Text block ::

========

You know, I've always thought that too.. but I think the idea is that since everything is open, holes get closed up a lot quicker as they are noticed by the almost unlimited number of programmers working on it. Then again, since it's always been quite nerdy to run linux most people will be totally up to date, with all the latest kernel and whatnot. With 'regular people' buying eeePCs and such, the less aware user may be more open to malware...
Firehed 26th March 2008, 15:13 Quote
It really doesn't work that way. The *nix systems have a thirty-year-strong background and thus security model in place - basically a much more user-friendly of Vista's UAC (which, annoying as it is, does seem to help - I haven't heard of any major security issues emerge, though I can't pretend to pay much attention). People can try all they want to make a virus, but there still has to be a vulnerability to exploit. Thanks to a pretty robust permission model, it's just not that big of a risk (provided you don't do something stupid like give root access to an unknown program, but no security system can stop users from being dumb).

========

Problem details ::
Continue the forum discussion about Linux security, starting after its last sentence.

========

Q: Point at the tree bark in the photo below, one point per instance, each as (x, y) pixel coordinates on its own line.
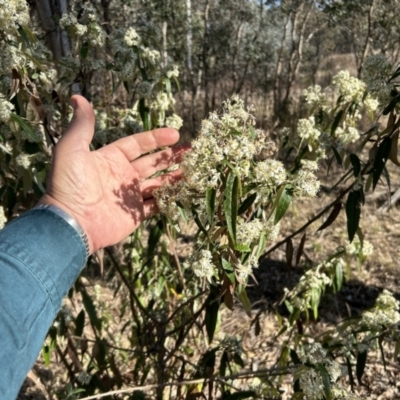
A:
(50, 11)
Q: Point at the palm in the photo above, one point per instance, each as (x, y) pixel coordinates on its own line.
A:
(109, 191)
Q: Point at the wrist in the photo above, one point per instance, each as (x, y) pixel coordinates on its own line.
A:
(70, 217)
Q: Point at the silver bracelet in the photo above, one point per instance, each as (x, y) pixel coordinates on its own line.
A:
(66, 217)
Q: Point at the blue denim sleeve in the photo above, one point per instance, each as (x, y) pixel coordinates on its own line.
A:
(41, 256)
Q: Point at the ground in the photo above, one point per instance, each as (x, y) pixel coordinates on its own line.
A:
(380, 271)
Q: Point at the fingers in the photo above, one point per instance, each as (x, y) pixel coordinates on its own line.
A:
(149, 208)
(140, 143)
(150, 164)
(149, 185)
(81, 128)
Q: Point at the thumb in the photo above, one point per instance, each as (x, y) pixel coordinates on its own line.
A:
(80, 131)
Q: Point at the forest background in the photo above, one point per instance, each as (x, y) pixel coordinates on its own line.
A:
(139, 321)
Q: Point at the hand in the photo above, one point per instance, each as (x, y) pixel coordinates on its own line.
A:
(107, 190)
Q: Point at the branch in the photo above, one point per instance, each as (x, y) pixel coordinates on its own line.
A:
(308, 223)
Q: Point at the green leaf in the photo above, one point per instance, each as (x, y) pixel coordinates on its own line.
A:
(246, 394)
(211, 317)
(350, 371)
(242, 295)
(223, 364)
(396, 350)
(154, 237)
(46, 355)
(353, 212)
(390, 107)
(228, 269)
(206, 364)
(84, 50)
(25, 127)
(144, 112)
(230, 204)
(167, 82)
(326, 381)
(355, 162)
(242, 247)
(336, 121)
(247, 203)
(360, 366)
(210, 204)
(332, 216)
(283, 203)
(90, 309)
(381, 157)
(261, 244)
(238, 360)
(337, 156)
(80, 323)
(339, 276)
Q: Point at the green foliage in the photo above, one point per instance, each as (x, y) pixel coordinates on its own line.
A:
(150, 330)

========

Final answer ::
Cadillac Ferd 26th March 2008, 17:31 Quote
It'll only happen if Microsoft wants it to happen. I wonder how long it will take them to figure out exactly the depth of everyone's discontent with Vista.
leexgx 26th March 2008, 17:34 Quote
vista UAC basicly is same thing as sudo/su (temp root access or admin for windows users) just more anoying on vista, virus on linux are posable just getting an virus to work would is an problem as KDE and gome are more around i guess asking for root should not be to hard all it takes is the user to alow root access
completemadness 26th March 2008, 18:14 Quote
The comments about Linux virus's have always been, If you get one, its basically sand boxed, OK, it can delete your data at the most, but it cant get at the OS (without sudo/su)
OK, so data is probably a bad thing to loose, but technically, you should have a backup anyway

I also wonder though, if Linux moves from "Geeks" to the normal user, what will happen? i personally don't think (and I'm reasonably experienced in Linux) that i know how to secure, and check, a Linux machine (in terms of Virii/malware)
DougEdey 26th March 2008, 18:28 Quote
Most anti virus' on linux are there to stop Windows virus' being spread.
p3n 26th March 2008, 18:49 Quote
XP is horrible on the CPU's you usually find in these tiny laptops...
Tyinsar 26th March 2008, 19:06 Quote
Quote:
Originally Posted by Firehed
... but no security system can stop users from being dumb).
I've seen too many people click [OK] on a pop-up just to make it go away then act surprised when they get infected. :( There is no such thing as idiot proof - there is only idiot resistant but never underestimate the power of a determined idiot.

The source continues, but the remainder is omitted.